How to complete this task:
What lines of the data below hold the string "blonde"? Copy each one.

[Point localization data]

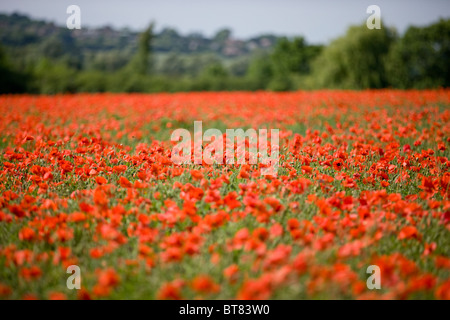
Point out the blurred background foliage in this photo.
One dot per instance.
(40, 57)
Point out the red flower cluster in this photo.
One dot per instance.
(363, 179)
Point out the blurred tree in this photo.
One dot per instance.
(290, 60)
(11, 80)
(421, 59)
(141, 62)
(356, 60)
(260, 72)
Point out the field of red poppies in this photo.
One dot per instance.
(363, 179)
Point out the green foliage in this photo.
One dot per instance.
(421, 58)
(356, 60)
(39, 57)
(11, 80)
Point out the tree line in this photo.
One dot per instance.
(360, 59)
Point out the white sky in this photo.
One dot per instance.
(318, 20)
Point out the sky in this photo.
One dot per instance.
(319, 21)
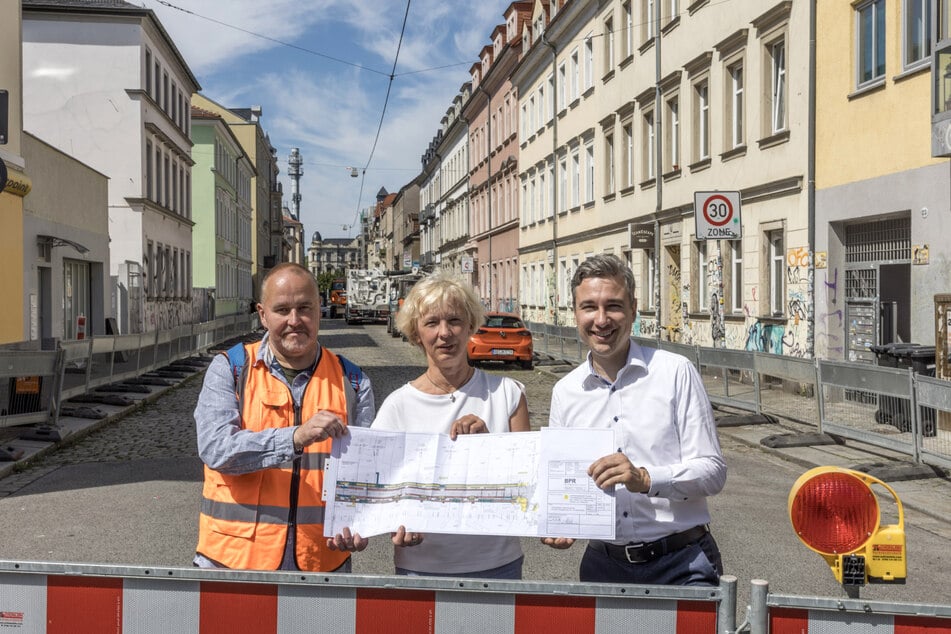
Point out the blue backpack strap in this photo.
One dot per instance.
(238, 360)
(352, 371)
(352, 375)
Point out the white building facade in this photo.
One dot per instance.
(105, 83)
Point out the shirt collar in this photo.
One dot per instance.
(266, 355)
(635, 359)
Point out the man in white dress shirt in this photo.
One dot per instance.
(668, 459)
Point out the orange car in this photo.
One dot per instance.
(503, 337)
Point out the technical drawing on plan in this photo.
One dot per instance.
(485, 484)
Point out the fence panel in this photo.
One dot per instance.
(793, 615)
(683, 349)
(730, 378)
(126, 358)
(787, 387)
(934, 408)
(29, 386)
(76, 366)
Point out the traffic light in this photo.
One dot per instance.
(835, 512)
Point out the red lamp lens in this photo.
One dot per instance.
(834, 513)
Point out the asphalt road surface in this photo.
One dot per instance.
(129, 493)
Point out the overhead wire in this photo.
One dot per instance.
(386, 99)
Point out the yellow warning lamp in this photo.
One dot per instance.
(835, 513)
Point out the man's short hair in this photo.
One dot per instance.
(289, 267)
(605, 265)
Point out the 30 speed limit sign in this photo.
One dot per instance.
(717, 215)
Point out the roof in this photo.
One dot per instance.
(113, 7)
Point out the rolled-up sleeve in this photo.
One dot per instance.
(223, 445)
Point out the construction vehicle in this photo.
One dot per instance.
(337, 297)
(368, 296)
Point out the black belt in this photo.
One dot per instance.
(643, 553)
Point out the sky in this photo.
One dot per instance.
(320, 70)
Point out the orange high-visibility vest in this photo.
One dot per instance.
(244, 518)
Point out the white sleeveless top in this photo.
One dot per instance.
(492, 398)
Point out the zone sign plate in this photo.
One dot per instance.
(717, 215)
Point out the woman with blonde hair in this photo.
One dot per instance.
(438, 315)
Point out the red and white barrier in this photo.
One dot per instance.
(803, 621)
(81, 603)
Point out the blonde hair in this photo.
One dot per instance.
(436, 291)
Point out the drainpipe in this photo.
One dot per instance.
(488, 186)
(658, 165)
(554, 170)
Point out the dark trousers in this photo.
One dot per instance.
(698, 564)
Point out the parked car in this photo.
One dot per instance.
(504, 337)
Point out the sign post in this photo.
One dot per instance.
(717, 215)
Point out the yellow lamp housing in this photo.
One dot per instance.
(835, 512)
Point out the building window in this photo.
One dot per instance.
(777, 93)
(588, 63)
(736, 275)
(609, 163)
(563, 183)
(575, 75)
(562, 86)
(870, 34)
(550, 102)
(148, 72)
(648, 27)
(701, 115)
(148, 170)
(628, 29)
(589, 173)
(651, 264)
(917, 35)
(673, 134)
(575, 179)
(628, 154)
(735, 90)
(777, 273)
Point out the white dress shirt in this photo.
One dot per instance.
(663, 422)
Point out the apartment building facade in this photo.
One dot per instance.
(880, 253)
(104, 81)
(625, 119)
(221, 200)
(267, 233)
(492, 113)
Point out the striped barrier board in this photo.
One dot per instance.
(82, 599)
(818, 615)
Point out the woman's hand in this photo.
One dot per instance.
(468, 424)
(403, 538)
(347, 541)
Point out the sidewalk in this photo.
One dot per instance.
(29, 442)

* * *

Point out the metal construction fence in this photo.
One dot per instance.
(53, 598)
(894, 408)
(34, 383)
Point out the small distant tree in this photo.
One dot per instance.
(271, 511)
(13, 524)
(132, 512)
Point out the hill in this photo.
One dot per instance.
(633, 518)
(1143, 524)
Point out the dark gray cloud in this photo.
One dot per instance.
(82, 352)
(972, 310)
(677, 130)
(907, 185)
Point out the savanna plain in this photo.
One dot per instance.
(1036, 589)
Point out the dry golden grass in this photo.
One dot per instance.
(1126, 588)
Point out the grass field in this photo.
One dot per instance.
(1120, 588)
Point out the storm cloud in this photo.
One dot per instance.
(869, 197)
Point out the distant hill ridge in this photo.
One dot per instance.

Task answer:
Point out the woman with blonde hair in this photo.
Point out the blonde hair in this photo.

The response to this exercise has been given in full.